Written instruction →
Could you rewrite the data below with every "no matter how much is visible" swapped for "even if only partly visible" and nothing else changed?

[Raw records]

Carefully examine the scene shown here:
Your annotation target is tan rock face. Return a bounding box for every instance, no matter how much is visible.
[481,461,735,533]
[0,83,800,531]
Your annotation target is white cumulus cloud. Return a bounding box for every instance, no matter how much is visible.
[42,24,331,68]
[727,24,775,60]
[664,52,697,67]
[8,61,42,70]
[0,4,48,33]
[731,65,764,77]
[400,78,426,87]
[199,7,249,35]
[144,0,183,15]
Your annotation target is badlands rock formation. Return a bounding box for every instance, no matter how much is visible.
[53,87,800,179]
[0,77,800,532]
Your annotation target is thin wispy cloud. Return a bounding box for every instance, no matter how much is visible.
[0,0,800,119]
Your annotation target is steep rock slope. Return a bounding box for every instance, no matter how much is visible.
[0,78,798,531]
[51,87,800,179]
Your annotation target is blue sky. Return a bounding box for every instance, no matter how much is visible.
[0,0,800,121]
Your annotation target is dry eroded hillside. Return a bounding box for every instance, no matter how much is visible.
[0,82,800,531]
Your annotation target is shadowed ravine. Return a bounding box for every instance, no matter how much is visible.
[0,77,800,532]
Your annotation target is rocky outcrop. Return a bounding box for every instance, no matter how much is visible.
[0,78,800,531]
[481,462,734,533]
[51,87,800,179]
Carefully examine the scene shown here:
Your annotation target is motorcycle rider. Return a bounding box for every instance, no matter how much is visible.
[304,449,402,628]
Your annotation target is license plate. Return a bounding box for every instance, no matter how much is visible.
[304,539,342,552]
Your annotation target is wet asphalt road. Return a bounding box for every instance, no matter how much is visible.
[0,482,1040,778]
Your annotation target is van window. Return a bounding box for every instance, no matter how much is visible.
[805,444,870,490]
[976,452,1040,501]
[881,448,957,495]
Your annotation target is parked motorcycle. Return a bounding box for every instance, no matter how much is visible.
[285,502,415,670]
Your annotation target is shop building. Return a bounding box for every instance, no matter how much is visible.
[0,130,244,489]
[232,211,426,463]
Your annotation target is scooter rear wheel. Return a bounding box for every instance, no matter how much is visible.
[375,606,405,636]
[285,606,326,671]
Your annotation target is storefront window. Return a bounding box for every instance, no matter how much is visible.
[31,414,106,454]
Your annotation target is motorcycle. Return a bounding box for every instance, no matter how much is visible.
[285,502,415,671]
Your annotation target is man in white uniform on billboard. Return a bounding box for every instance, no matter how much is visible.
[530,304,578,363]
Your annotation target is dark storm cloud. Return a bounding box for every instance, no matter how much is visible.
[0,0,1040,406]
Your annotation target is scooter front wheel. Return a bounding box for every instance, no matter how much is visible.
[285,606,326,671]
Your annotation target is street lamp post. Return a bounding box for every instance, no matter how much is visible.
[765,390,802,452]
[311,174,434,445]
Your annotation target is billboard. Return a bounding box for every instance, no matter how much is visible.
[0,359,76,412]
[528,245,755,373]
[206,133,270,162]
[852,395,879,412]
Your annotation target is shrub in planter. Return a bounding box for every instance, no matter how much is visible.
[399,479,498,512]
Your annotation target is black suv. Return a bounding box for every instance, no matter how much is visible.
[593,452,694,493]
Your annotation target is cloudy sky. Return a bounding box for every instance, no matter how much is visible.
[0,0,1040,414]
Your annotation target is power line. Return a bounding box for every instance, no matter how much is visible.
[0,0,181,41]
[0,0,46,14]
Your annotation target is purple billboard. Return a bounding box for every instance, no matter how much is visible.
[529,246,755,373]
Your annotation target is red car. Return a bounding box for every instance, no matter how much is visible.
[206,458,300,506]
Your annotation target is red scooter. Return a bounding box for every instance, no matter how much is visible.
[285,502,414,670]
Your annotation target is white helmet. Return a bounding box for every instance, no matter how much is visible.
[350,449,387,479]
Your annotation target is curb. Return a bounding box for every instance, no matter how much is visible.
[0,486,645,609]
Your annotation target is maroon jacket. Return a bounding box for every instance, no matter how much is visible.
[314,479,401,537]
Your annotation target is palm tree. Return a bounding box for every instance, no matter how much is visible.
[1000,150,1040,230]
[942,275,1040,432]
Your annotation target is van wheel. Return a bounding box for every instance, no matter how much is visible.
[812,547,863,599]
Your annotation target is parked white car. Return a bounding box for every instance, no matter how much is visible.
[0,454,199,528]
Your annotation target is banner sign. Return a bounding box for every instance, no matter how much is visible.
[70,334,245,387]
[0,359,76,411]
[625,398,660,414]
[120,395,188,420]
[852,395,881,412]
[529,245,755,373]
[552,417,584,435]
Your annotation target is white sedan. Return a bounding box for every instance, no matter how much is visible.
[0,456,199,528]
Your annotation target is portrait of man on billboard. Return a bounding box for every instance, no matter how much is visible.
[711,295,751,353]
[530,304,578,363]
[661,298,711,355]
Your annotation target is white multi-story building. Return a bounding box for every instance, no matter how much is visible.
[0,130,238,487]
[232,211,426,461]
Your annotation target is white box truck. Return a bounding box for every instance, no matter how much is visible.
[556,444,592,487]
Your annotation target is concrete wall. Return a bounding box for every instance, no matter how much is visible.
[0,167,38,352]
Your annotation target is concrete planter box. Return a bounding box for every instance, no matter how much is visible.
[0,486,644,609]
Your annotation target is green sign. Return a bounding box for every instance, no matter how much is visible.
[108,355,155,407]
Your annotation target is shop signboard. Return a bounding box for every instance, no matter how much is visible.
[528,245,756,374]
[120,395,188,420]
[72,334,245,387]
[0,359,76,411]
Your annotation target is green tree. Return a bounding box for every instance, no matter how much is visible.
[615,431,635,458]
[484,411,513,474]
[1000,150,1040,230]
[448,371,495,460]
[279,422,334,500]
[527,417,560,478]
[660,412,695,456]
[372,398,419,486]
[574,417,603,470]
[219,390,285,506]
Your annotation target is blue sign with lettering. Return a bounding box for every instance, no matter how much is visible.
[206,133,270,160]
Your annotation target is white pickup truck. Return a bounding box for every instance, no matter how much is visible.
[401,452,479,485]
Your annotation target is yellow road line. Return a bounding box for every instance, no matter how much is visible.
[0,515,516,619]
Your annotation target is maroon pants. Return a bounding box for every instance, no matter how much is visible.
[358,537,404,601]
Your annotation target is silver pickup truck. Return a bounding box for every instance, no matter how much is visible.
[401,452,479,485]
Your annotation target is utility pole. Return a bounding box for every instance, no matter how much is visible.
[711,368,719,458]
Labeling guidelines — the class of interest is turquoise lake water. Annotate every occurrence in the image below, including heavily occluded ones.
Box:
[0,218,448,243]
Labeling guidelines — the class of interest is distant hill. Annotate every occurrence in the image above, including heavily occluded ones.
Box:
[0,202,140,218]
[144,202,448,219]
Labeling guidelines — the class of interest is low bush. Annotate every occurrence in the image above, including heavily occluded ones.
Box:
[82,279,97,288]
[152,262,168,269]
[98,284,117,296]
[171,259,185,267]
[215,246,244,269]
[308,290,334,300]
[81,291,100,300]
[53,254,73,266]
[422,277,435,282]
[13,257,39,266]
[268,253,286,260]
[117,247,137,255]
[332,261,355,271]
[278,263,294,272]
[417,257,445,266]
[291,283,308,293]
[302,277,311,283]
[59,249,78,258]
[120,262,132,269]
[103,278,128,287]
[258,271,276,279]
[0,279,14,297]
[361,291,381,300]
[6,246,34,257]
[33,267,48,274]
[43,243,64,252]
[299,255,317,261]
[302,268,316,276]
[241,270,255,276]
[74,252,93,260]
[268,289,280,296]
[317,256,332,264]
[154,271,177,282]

Solution →
Carefully examine the scene shown here:
Your annotation target is tan rock face. Return a bounding box for every instance, even if only partly visible.
[481,461,735,533]
[0,83,800,531]
Your annotation target is white cumulus cloud. Return a bounding box for every instance, even if only partly visible.
[42,24,331,68]
[727,24,775,60]
[664,52,697,67]
[8,61,42,70]
[0,4,48,33]
[731,65,764,77]
[400,78,426,87]
[199,7,249,35]
[144,0,183,15]
Your annotation target is badlands rock formation. Return a bounding box for every instance, even if only partly visible.
[53,87,800,179]
[0,77,800,532]
Your annotation target is thin wispy cloud. Return a bounding box for every instance, even if only partly visible.
[0,0,800,119]
Your annotation target is steep rock slope. Return a bounding box for every instance, even if only partly visible.
[0,78,798,531]
[51,87,800,179]
Your annotation target is blue sky. Return a bounding box for every instance, even if only partly visible.
[0,0,800,121]
Your annotation target is dry eroded hillside. Return a bounding box for every instance, even if only partly visible.
[0,82,800,531]
Your annotation target is shadowed ravine. Return a bounding box for every instance, even if only partly visible.
[0,77,800,532]
Your annotation target is rocky outcrop. Return a bounding box for every instance, even if only partly visible.
[0,78,800,531]
[481,462,734,533]
[51,87,800,179]
Carefully examine the scene shown here:
Your annotation target is motorcycle rider. Return a bounding box for every instance, even if only partly visible.
[304,449,402,628]
Your annotation target is license plate. Return a bounding box for every instance, even if only partly visible.
[304,539,342,552]
Your annotation target is wet asphalt road. Return a bounding box for every instance, even if only partly visible.
[0,482,1040,778]
Your annotation target is van window. Return a bounding box for every instance, even if only partly visible.
[805,444,870,490]
[976,452,1040,501]
[881,448,957,495]
Your annotation target is parked motorcycle. Return a bounding box for every instance, even if only partly visible.
[285,502,415,670]
Your annotation target is shop building. Return a bounding box for every instance, even if only partly visible.
[0,130,244,489]
[232,211,426,463]
Your annotation target is scooter rear wheel. Return a bounding box for every instance, even if only partly visible.
[375,606,405,636]
[285,606,326,671]
Your annotation target is storefront window. Return a bounding box for every instance, even if only partly visible.
[31,414,106,454]
Your annotation target is motorcycle. Return a bounding box for every instance, even if only partly visible.
[285,502,415,671]
Your annotation target is man in white uniform on billboard. Return a bounding box for every instance, even if only partly visible.
[530,304,578,363]
Your annotation target is dark storm cloud. Return a bounding box for every instance, even if only partly visible.
[0,0,1040,406]
Your annotation target is scooter front wheel. Return a bounding box for every instance, even if only partly visible.
[285,606,326,671]
Your annotation target is street lamp post. Return a bounding box for every instance, even if only partly visible.
[765,390,802,452]
[311,174,434,445]
Your annotation target is billboard. Return a bounding box for every instance, even if only partly visible.
[0,359,76,412]
[528,245,755,373]
[206,133,270,162]
[852,395,879,412]
Your annotation target is shrub in planter. Return a bounding box for every instance, even if only partly visible.
[399,479,498,512]
Your annotation target is black suv. Return a bounding box for every instance, even if only partly visible.
[593,452,694,493]
Your annotation target is cloudy sky. Return a bounding box for every instance, even if only partly visible.
[0,0,1040,414]
Your annotation target is power line. Return a bounding box for every instance, even if only partly visible.
[0,0,181,41]
[0,0,46,14]
Your annotation target is purple billboard. Return a bounding box for every instance, even if only partly visible.
[529,246,755,373]
Your annotation target is red car. Return a bounding box for every instance, even if only partly visible.
[206,458,300,506]
Your annotation target is red scooter. Return a bounding box for every instance, even if only partly visible.
[285,502,414,670]
Your annotation target is white helmet. Return a bounding box for every instance, even if only partly visible.
[350,449,387,479]
Your annotation target is curb. Return a bounding box for every instance, even if only partly visible.
[0,486,645,609]
Your annotation target is maroon jacket. Return a bounding box for every instance, even if only partly visible.
[314,479,401,537]
Your annotation target is palm tree. Return a bounding box for every instance, even if only partly visible.
[1000,150,1040,230]
[942,275,1040,432]
Your annotation target is van wheel. Return a bounding box for every instance, even if only partly visible.
[812,547,863,599]
Your annotation target is parked white car. Return a bounding box for every instance, even if only partly visible.
[0,454,199,528]
Your annotation target is banner sign. Return a bounding box for every instance, even if only partly visible.
[70,334,245,387]
[0,359,76,411]
[625,398,660,414]
[120,395,188,420]
[852,395,881,412]
[529,245,755,373]
[552,417,584,435]
Your annotation target is white sedan. Return a bounding box for every instance, even if only partly visible.
[0,456,199,528]
Your annotation target is portrait of man on billboard. Return a bounding box for every instance, even if only partly visible.
[711,295,751,353]
[530,304,578,363]
[661,298,711,355]
Your annotation target is white multi-story building. Return a bounding box for every instance, even if only partly visible.
[0,130,238,487]
[232,211,426,461]
Your annotation target is white box truck. Return a bounding box for every instance, even if only partly visible.
[556,444,592,487]
Your annotation target is concrete wall. Return a bounding box for every instance, even if only partly visible.
[0,167,38,352]
Your annotation target is concrete planter box. Return a bounding box for every instance, even if only partly visible.
[0,486,644,609]
Your annotation target is green sign. Return a bounding box for every instance, even if only partly visible.
[108,355,155,407]
Your annotation target is shop signboard. Return a bounding box for every instance, even if only partly visible.
[528,245,756,374]
[120,395,188,420]
[72,334,245,387]
[0,359,76,411]
Your annotation target is green tree. Return a bounding box for every instance, even if only partly visible.
[615,431,635,458]
[484,411,513,474]
[1000,150,1040,230]
[448,371,495,460]
[279,422,334,500]
[527,417,560,478]
[660,412,695,456]
[372,398,419,486]
[574,417,603,470]
[219,390,285,506]
Your annotation target is blue sign with lettering. Return a bounding box for every instance, even if only partly visible.
[206,133,270,160]
Your annotation target is white pickup truck. Return a bounding box for every instance, even if only partly visible.
[401,452,479,485]
Your annotation target is yellow road line. Return a bounding box for every instance, even if only partly visible.
[0,515,516,619]
Your annotation target is maroon pants. Return a bounding box for every instance, even if only partly visible.
[358,537,404,601]
Your annotation target is silver pickup truck. Return a bounding box for every instance, even if only partly visible.
[401,452,479,485]
Your annotation target is utility pole. Return a bounding box for every instance, even if only partly visible.
[711,368,719,458]
Labeling guidelines — the class of interest is turquoise lake water. Annotate every occurrence in the image below, including heavily occluded ones.
Box:
[0,218,448,243]
Labeling guidelines — the class of interest is distant hill. Annotate every occurrence in the image above, including heavily occluded ones.
Box:
[0,202,140,218]
[144,202,448,219]
Labeling guidelines — the class of interest is low bush. Annotate every occurrence in the image above, including heavily occluded ones.
Box:
[82,279,97,288]
[152,262,168,269]
[98,284,117,296]
[171,259,185,267]
[215,246,244,269]
[308,290,334,300]
[81,291,100,300]
[53,254,73,266]
[422,277,435,282]
[13,257,39,266]
[268,253,286,260]
[117,247,137,255]
[332,261,355,271]
[278,263,294,272]
[417,257,445,266]
[291,283,308,293]
[302,277,311,283]
[59,249,78,258]
[120,262,132,269]
[103,278,128,287]
[258,271,276,279]
[0,279,14,297]
[361,291,381,300]
[6,246,34,257]
[33,267,48,274]
[43,243,64,252]
[299,255,317,261]
[302,268,316,276]
[241,270,255,276]
[74,252,93,260]
[268,289,280,296]
[317,256,332,264]
[154,271,177,282]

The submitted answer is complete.